SEITE:
+===+

Die Höhner haben erfreulicher Weise zum dritten Mal gegen die NPD gewonnen!
Nach Entscheidungen zugunsten der Höhner durch das Landgericht Erfurt1 und in der Berufungsinstanz des Oberlandesgerichts Jena2 hat nun auch der Bundesgerichtshof entschiedenm, dass Lieder der Höhner gegen den Willen der bekannten kölschen Band nicht gegen deren Willen bei Wahlkampfauftritten der NPD gespielt werden dürfen.
Dies hat der Bundesgerichthof nun im Rahmen einer Nichzulassungsbeschwerde der NPD gegen eine entsprechende Entscheidung des Oberlandesgerichts Jena2, das eine Entscheidung des Landgerichts Erfurt ((LG Erfurt, Urteil vom 25.09.2015 – 3 O 102/15)) gehalten hatte, entschieden.
Was war konkret passiert?
Die Höhner und die NPD streiten um Unterlassungsansprüche der Höhner wegen der Verwendung zweier ihrer Musikstücke auf Wahlkampfveranstaltungen der NPD.

+===+

AUSGELESENE EINTRÄGE:
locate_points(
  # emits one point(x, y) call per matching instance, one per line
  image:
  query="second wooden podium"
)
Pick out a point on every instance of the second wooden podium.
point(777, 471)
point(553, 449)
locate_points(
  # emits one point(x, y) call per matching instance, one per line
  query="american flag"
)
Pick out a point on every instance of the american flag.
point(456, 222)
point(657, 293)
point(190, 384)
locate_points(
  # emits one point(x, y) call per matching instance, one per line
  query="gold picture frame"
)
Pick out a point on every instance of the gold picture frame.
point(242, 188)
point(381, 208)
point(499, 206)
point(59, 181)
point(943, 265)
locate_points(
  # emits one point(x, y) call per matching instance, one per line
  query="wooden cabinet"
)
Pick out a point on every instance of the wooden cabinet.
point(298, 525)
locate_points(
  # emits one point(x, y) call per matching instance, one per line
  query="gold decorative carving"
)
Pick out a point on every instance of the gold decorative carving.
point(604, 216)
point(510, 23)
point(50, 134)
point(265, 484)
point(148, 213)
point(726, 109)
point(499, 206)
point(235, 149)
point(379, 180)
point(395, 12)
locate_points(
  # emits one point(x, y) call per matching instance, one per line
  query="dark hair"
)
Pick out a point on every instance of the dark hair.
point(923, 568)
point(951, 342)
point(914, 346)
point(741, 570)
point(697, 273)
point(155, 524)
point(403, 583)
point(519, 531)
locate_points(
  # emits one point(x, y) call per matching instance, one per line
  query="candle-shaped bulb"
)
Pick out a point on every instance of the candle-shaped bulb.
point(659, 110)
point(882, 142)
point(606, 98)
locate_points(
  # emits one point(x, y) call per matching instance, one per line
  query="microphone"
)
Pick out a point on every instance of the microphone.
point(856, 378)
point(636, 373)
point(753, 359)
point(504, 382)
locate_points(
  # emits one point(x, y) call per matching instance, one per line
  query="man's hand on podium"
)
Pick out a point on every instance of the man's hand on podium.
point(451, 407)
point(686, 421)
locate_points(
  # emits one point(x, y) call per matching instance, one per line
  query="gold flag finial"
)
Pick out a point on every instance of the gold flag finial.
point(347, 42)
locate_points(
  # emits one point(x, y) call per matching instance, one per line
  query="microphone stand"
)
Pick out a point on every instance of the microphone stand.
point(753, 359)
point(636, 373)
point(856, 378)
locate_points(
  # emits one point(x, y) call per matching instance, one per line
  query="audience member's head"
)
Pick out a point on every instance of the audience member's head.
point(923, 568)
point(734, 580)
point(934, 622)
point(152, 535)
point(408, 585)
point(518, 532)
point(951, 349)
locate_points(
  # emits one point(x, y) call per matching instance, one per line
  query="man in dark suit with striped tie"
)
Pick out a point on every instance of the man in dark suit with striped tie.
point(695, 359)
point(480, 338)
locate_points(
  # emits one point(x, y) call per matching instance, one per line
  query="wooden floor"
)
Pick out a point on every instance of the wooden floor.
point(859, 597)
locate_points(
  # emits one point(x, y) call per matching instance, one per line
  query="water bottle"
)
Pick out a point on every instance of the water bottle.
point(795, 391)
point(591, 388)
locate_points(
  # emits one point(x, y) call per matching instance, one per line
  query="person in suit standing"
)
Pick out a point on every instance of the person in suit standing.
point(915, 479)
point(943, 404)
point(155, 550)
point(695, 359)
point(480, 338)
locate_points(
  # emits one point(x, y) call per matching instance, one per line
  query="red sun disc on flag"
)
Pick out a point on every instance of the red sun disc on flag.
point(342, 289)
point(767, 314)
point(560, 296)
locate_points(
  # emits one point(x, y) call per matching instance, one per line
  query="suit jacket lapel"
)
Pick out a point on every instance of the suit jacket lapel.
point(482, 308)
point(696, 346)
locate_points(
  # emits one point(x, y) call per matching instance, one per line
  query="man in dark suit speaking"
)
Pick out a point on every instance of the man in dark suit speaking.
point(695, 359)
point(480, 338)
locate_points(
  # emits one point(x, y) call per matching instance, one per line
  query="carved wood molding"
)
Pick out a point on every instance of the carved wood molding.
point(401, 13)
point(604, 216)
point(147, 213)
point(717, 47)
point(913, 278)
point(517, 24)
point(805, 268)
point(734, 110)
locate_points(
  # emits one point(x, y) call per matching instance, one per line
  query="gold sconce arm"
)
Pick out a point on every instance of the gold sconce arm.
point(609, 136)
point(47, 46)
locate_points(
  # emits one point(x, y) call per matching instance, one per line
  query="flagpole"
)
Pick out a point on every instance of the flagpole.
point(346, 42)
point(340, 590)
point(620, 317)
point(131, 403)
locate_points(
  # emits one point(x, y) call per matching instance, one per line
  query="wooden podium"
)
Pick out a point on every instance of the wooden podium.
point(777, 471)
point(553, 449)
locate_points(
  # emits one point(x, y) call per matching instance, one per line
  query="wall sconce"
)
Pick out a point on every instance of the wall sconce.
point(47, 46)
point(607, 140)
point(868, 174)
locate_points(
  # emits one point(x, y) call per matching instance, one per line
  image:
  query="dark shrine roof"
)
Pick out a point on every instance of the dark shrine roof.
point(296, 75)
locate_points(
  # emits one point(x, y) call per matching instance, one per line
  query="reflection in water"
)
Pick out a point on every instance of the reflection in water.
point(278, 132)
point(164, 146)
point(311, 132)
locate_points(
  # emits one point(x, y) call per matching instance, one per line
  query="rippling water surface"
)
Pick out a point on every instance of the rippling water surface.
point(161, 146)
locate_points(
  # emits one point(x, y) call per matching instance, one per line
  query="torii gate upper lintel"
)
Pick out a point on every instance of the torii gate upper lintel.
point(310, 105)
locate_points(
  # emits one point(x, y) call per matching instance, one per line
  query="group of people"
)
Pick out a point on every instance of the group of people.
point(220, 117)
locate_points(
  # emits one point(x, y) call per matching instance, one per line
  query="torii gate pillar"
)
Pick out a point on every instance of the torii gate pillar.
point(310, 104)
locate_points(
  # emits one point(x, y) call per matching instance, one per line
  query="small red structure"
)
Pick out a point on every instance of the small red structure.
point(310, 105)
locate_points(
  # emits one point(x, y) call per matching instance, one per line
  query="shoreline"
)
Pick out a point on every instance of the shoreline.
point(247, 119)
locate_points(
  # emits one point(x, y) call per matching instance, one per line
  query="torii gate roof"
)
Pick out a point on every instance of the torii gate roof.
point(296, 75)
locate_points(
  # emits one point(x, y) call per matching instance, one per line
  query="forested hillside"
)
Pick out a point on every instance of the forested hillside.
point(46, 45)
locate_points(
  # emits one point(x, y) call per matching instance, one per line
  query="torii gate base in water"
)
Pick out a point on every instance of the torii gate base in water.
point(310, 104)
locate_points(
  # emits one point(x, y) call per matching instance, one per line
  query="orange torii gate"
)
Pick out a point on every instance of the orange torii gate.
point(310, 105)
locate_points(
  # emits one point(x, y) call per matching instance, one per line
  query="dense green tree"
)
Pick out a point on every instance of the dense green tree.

+===+

OFFENE AUFGABEN:
1/ Worum streiten laut dem Text über den Rechtsstreit der Höhner die Band und die NPD?
2/ Schreibe den Text über den Rechtsstreit der Höhner mit der NPD weiter.

ERGEBNISSE:
1/ Um Unterlassungsansprüche der Höhner wegen der Verwendung zweier ihrer Musikstücke auf Wahlkampfveranstaltungen der NPD.

2/
Die Kläger zu 1 bis 6 (die Mitglieder der Höhner) sind Musiker, die gemeinsam als Gesellschaft bür-gerlichen Rechts die Klägerin zu 7 (Höhner) bilden und als Musikgruppe „Die Höhner“ bundesweit bekannt sind. Sie sind gemeinsam Komponisten und Textdichter der streitgegenständlichen Musikstücke „Wenn nicht jetzt, wann dann“ und „Jetzt geht’s los„. Die Kläger zu 1 bis 6 haben für diese Musikstücke einen Wahrnehmungsvertrag mit der GEMA geschlossen. Die Beklagte, die NPD Landesverband Thüringen, spielte während des Landtagswahlkampfes 2014 in Thüringen unter anderem diese beiden Musikstücke im Rahmen ihrer Wahl-kampfveranstaltungen auf Marktplätzen von Tonträgern ab. Dies erfolgte jeweils unmittelbar nachdem der Landesvorsitzende der Beklagten seine Wahlkampfrede gehalten hatte und in die Gespräche mit Bürgern übergeleitet wurde. Die GEMA-Gebühren hatte die Beklagte entrichtet.
Die Kläger sehen hierin eine Verletzung ihrer Urheberpersönlichkeitsrechte.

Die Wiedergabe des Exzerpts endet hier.